[Data items]
──────────────────────────────
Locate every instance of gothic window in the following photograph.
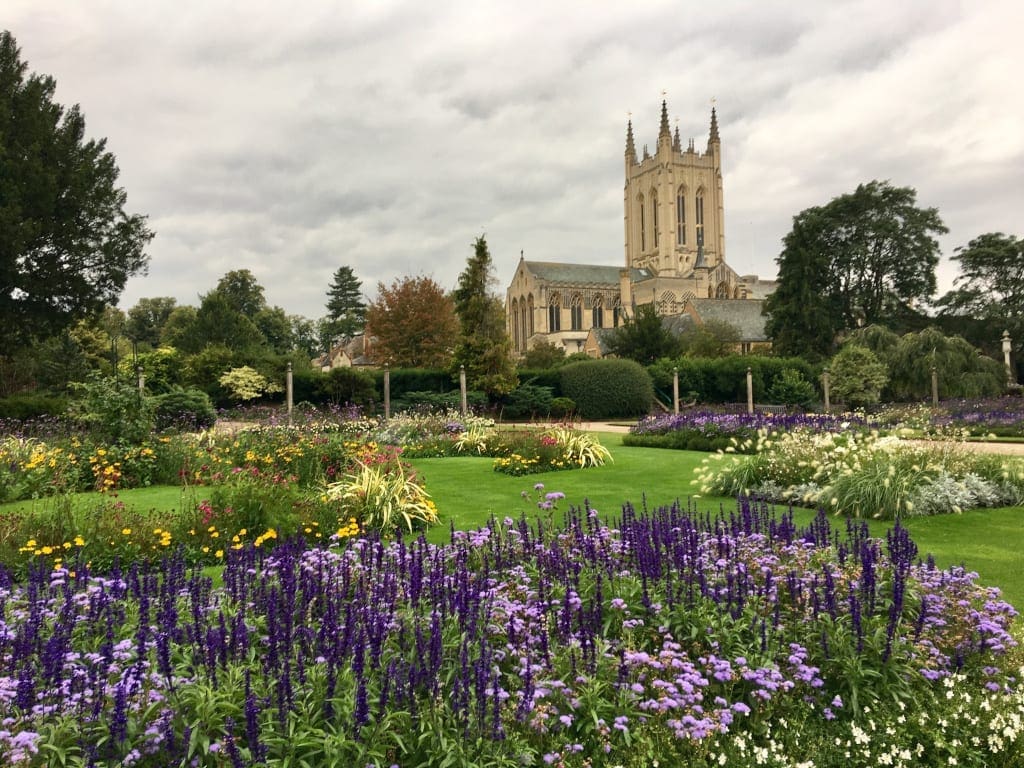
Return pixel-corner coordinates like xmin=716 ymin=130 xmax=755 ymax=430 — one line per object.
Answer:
xmin=693 ymin=189 xmax=703 ymax=243
xmin=650 ymin=189 xmax=657 ymax=248
xmin=637 ymin=195 xmax=647 ymax=253
xmin=676 ymin=186 xmax=686 ymax=246
xmin=569 ymin=293 xmax=583 ymax=331
xmin=512 ymin=299 xmax=521 ymax=349
xmin=548 ymin=292 xmax=562 ymax=333
xmin=590 ymin=296 xmax=604 ymax=328
xmin=657 ymin=291 xmax=678 ymax=315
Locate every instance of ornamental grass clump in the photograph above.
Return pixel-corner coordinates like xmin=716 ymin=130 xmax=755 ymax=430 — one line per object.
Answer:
xmin=0 ymin=501 xmax=1024 ymax=768
xmin=693 ymin=430 xmax=1024 ymax=519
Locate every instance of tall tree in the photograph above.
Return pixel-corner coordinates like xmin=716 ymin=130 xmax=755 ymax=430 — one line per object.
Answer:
xmin=452 ymin=236 xmax=519 ymax=397
xmin=936 ymin=232 xmax=1024 ymax=353
xmin=125 ymin=296 xmax=178 ymax=349
xmin=327 ymin=266 xmax=367 ymax=338
xmin=766 ymin=181 xmax=948 ymax=357
xmin=214 ymin=269 xmax=266 ymax=322
xmin=604 ymin=304 xmax=680 ymax=366
xmin=0 ymin=32 xmax=153 ymax=354
xmin=367 ymin=276 xmax=459 ymax=368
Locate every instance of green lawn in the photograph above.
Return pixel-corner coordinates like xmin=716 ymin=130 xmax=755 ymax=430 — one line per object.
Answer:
xmin=8 ymin=433 xmax=1024 ymax=607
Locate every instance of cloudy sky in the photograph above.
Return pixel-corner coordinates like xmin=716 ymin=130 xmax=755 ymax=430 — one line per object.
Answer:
xmin=8 ymin=0 xmax=1024 ymax=317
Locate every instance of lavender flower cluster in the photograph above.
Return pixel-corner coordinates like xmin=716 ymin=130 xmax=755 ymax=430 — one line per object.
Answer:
xmin=0 ymin=501 xmax=1015 ymax=766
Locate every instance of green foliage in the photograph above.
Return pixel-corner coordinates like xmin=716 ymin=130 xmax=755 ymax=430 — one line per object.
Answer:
xmin=936 ymin=232 xmax=1024 ymax=359
xmin=501 ymin=382 xmax=552 ymax=421
xmin=0 ymin=32 xmax=154 ymax=354
xmin=828 ymin=344 xmax=889 ymax=409
xmin=124 ymin=296 xmax=177 ymax=349
xmin=847 ymin=326 xmax=1006 ymax=401
xmin=559 ymin=359 xmax=654 ymax=420
xmin=519 ymin=340 xmax=566 ymax=372
xmin=327 ymin=460 xmax=437 ymax=536
xmin=768 ymin=368 xmax=817 ymax=408
xmin=602 ymin=304 xmax=681 ymax=364
xmin=154 ymin=389 xmax=217 ymax=430
xmin=316 ymin=368 xmax=377 ymax=406
xmin=326 ymin=266 xmax=367 ymax=338
xmin=70 ymin=374 xmax=154 ymax=443
xmin=0 ymin=392 xmax=68 ymax=421
xmin=452 ymin=236 xmax=518 ymax=397
xmin=217 ymin=366 xmax=281 ymax=402
xmin=765 ymin=181 xmax=947 ymax=359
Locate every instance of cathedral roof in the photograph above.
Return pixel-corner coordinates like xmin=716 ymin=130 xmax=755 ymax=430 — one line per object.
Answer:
xmin=689 ymin=299 xmax=768 ymax=341
xmin=523 ymin=261 xmax=652 ymax=288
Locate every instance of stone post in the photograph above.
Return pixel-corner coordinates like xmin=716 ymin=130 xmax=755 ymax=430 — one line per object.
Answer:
xmin=1002 ymin=331 xmax=1017 ymax=386
xmin=285 ymin=360 xmax=295 ymax=426
xmin=746 ymin=366 xmax=754 ymax=414
xmin=672 ymin=368 xmax=679 ymax=416
xmin=459 ymin=366 xmax=468 ymax=416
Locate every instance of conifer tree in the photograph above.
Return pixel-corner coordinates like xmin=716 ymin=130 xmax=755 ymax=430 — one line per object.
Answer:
xmin=453 ymin=236 xmax=518 ymax=397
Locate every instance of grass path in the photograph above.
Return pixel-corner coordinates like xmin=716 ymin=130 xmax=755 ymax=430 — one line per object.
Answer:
xmin=8 ymin=432 xmax=1024 ymax=609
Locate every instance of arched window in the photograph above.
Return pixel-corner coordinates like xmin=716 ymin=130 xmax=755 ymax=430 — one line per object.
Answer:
xmin=676 ymin=186 xmax=686 ymax=246
xmin=637 ymin=195 xmax=647 ymax=253
xmin=569 ymin=293 xmax=583 ymax=331
xmin=693 ymin=188 xmax=703 ymax=243
xmin=650 ymin=189 xmax=657 ymax=248
xmin=548 ymin=291 xmax=562 ymax=333
xmin=519 ymin=296 xmax=529 ymax=351
xmin=511 ymin=299 xmax=522 ymax=349
xmin=590 ymin=294 xmax=604 ymax=328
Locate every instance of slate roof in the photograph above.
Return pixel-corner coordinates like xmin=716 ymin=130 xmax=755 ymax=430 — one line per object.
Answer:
xmin=689 ymin=299 xmax=768 ymax=341
xmin=523 ymin=261 xmax=653 ymax=287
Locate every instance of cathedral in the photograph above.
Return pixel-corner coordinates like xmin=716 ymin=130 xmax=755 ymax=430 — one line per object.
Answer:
xmin=506 ymin=101 xmax=774 ymax=355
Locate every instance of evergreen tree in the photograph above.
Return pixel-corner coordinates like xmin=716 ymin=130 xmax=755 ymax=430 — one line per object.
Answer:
xmin=765 ymin=181 xmax=947 ymax=357
xmin=0 ymin=32 xmax=153 ymax=357
xmin=453 ymin=236 xmax=518 ymax=397
xmin=327 ymin=266 xmax=367 ymax=338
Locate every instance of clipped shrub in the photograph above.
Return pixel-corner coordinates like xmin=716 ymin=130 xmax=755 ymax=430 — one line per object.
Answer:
xmin=502 ymin=382 xmax=553 ymax=421
xmin=768 ymin=368 xmax=815 ymax=408
xmin=315 ymin=368 xmax=377 ymax=406
xmin=154 ymin=389 xmax=217 ymax=431
xmin=560 ymin=359 xmax=654 ymax=419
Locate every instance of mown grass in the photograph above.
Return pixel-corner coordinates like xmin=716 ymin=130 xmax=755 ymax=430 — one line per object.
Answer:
xmin=0 ymin=433 xmax=1024 ymax=608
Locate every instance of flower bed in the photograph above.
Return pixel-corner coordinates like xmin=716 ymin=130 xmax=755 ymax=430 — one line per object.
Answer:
xmin=623 ymin=411 xmax=868 ymax=451
xmin=694 ymin=429 xmax=1024 ymax=519
xmin=0 ymin=503 xmax=1024 ymax=768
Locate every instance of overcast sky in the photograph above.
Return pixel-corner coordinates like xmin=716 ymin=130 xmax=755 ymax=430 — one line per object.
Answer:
xmin=8 ymin=0 xmax=1024 ymax=317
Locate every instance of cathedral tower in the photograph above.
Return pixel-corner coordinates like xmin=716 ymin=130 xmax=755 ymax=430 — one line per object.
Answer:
xmin=623 ymin=101 xmax=725 ymax=278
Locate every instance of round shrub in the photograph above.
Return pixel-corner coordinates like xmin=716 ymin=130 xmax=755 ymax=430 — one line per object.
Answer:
xmin=154 ymin=389 xmax=217 ymax=429
xmin=560 ymin=359 xmax=654 ymax=419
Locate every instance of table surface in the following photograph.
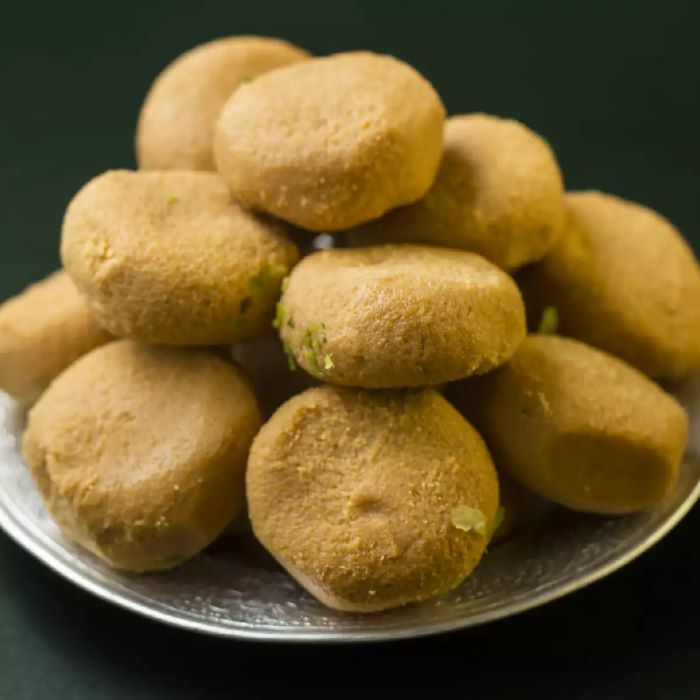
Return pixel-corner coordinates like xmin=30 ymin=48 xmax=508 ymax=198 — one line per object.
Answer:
xmin=0 ymin=0 xmax=700 ymax=700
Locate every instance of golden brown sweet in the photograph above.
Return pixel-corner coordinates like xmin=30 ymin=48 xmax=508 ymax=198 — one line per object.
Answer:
xmin=136 ymin=36 xmax=308 ymax=170
xmin=214 ymin=52 xmax=445 ymax=231
xmin=246 ymin=386 xmax=498 ymax=612
xmin=520 ymin=192 xmax=700 ymax=379
xmin=277 ymin=245 xmax=525 ymax=389
xmin=475 ymin=335 xmax=688 ymax=514
xmin=23 ymin=341 xmax=260 ymax=571
xmin=352 ymin=114 xmax=564 ymax=269
xmin=0 ymin=270 xmax=110 ymax=403
xmin=61 ymin=170 xmax=298 ymax=345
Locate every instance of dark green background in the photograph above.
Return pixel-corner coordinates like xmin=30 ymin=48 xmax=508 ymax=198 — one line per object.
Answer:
xmin=0 ymin=0 xmax=700 ymax=700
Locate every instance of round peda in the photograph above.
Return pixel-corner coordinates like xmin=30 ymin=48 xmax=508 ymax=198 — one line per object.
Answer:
xmin=276 ymin=245 xmax=525 ymax=389
xmin=246 ymin=386 xmax=498 ymax=612
xmin=0 ymin=270 xmax=110 ymax=403
xmin=214 ymin=52 xmax=445 ymax=231
xmin=352 ymin=114 xmax=564 ymax=269
xmin=23 ymin=341 xmax=261 ymax=571
xmin=520 ymin=192 xmax=700 ymax=379
xmin=136 ymin=36 xmax=308 ymax=170
xmin=475 ymin=335 xmax=688 ymax=514
xmin=61 ymin=170 xmax=298 ymax=345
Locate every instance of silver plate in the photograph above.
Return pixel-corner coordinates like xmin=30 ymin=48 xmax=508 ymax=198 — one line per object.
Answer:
xmin=0 ymin=376 xmax=700 ymax=641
──────────────────────────────
SET TASK => Present everything from the line containing "Locate every instance of flower" down to the line containing "xmin=623 ymin=101 xmax=725 ymax=278", both included, as a numbered list, omitting any blank lines.

THE RESULT =>
1. Locate every instance of flower bed in the photograph above.
2. Return pixel-corner coordinates like xmin=716 ymin=130 xmax=755 ymax=430 — one line per object.
3. Answer:
4. xmin=623 ymin=411 xmax=868 ymax=451
5. xmin=694 ymin=429 xmax=1024 ymax=519
6. xmin=0 ymin=503 xmax=1024 ymax=768
7. Locate every instance of overcast sky in the photograph above.
8. Return pixel-corner coordinates like xmin=716 ymin=130 xmax=755 ymax=430 — one line per object.
9. Answer:
10. xmin=8 ymin=0 xmax=1024 ymax=317
11. Locate every instance of cathedral tower in the photograph above.
12. Return pixel-corner coordinates like xmin=716 ymin=130 xmax=755 ymax=430 — one line per object.
13. Answer:
14. xmin=623 ymin=101 xmax=725 ymax=278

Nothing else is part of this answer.